» **Texte proposé**
= = = = =

Dimanche de Pâques 2024
Jérusalem, Saint-Sépulcre, 31 mars 2024
Chers frères et sœurs
que le Seigneur vous donne la paix !
Nous voici donc au jour tant attendu. La Pâque du Seigneur et notre Pâque ! Nous aussi, nous sommes venus aujourd'hui, comme Marie de Magdala, comme les Apôtres Jean et Pierre, au tombeau du Christ pour nous incliner devant ce mystère de sa résurrection, pour accueillir ce don extraordinaire qu'est sa vie en nous. Tout au long de la semaine, nous avons célébré de belles et anciennes liturgies qui voulaient aussi retracer physiquement l'expérience humaine de Jésus dans les mêmes lieux. Et en particulier dans ce même lieu où il a été enseveli. Et maintenant que toutes ces belles liturgies s'achèvent, il nous reste à nous demander ce que nous avons compris et ce que nous ont laissé les nombreux gestes significatifs qui nous ont accompagnés au cours de ces journées. En ces temps dramatiques, marqués par tant de violence sur notre terre et dans le monde, sommes-nous encore capables d'accueillir l'annonce de la vie, de l'amour et de la lumière qu'apporte Pâques ?
L'Évangile parle de la nuit et des ténèbres, qui pourtant ne font plus peur, parce qu'elles sont sur le point de céder à la lumière du matin qui s'annonce. Il parle de pierres puissantes, mais renversées et n'enfermant plus rien ; de disciples qui courent ; de linges - signes de mort - qui ne lient plus personne ; d'yeux qui voient ; de cœurs qui croient et de l'Écriture qui est révélée à la pleine compréhension. C'est un Évangile plein d'élan et de vie. C'est une parole de vie qui nous atteint encore aujourd'hui et qui touche nos cœurs.

= = = = =

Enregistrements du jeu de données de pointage

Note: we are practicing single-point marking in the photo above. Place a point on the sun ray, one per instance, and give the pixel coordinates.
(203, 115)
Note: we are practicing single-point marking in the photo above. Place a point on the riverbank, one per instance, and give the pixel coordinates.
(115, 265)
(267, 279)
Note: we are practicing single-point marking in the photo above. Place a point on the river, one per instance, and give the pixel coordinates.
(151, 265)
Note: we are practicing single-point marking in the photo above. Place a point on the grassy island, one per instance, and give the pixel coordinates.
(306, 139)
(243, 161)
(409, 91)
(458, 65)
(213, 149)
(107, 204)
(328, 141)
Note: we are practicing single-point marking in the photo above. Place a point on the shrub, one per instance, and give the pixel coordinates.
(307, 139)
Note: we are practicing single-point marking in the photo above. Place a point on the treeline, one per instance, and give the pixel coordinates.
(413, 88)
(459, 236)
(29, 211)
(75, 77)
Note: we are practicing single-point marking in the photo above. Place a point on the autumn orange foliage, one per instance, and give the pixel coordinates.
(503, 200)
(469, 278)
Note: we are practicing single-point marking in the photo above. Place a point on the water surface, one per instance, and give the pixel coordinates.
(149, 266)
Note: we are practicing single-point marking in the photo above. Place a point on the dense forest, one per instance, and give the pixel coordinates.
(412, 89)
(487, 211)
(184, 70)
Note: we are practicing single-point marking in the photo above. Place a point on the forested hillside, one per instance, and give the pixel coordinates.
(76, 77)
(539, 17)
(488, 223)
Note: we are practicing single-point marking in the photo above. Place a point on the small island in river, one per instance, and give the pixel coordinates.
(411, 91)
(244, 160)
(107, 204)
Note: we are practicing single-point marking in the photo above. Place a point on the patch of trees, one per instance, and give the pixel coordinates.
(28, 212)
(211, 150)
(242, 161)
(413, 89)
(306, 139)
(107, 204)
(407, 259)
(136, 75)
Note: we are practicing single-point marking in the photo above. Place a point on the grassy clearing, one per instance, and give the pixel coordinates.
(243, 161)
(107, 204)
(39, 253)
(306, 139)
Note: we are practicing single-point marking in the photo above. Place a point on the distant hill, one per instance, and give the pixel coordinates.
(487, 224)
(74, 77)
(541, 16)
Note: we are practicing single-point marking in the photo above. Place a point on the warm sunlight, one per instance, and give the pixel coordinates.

= = = = =

» **Énoncé A**
Selon l'homélie de Pâques, quels apôtres sont venus au tombeau du Christ ?
» **Énoncé B**
Recopiez fidèlement tout ce qui, dans la liste, va de la ligne contenant « on the distant » jusqu'à la fin de cette liste, les deux bornes étant comprises.

» **Réponse attendue A**
Les apôtres Jean et Pierre.

» **Réponse attendue B**
Note: we are practicing single-point marking in the photo above. Place a point on the distant hill, one per instance, and give the pixel coordinates.
(487, 224)
(74, 77)
(541, 16)
Note: we are practicing single-point marking in the photo above. Place a point on the warm sunlight, one per instance, and give the pixel coordinates.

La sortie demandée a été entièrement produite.